Texte fourni →
+---+
Travail le dimanche : la cinglante réponse d’élus de gauche à des députés En Marche qui veulent « aller plus loin »

S’il est permis de suspecter que la virulence de la réponse de la gauche à LREM cache quelques arrières-pensées politiques, nous notons avec plaisir que cette tribune en réponse à LREM reprend les arguments que nous ne cessons de rappeler : l’impact économique du travail dominical ne fait pas l’objet de donnée fiables, et un hypothétique gain serait à mesurer à l’aune des destructions de commerces traditionnels, de l’impact négatif sur la vie familiale et le lien social, du coût écologique, mais également du tournant culturel et sociétal que le mercantilisme à outrance tente d’imposer.

TRIBUNE – Treize élus de Paris et de la Métropole du Grand Paris répondent à la vingtaine de députés de La République en marche qui souhaitaient, dimanche dernier dans le JDD, « aller plus loin » dans l’ouverture dominicale des commerces.
+---+
Données enregistrées →

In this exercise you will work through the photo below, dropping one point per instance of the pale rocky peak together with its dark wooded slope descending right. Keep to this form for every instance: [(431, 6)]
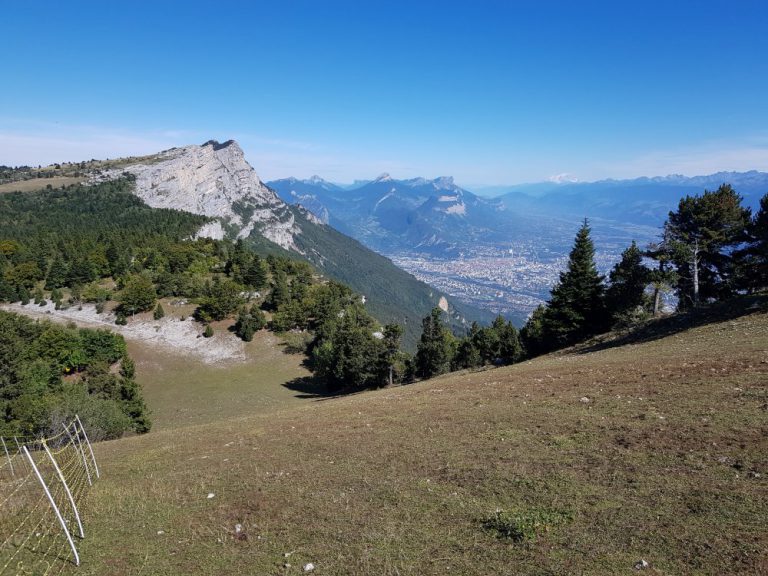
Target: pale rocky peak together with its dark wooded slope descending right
[(215, 180)]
+---+
Consigne → Extrayez mot pour mot, dans le texte sur le travail dominical, le passage qui commence à « TRIBUNE – Treize élus » et se termine à « dominicale des commerces. ».

Réponse →
TRIBUNE – Treize élus de Paris et de la Métropole du Grand Paris répondent à la vingtaine de députés de La République en marche qui souhaitaient, dimanche dernier dans le JDD, « aller plus loin » dans l’ouverture dominicale des commerces.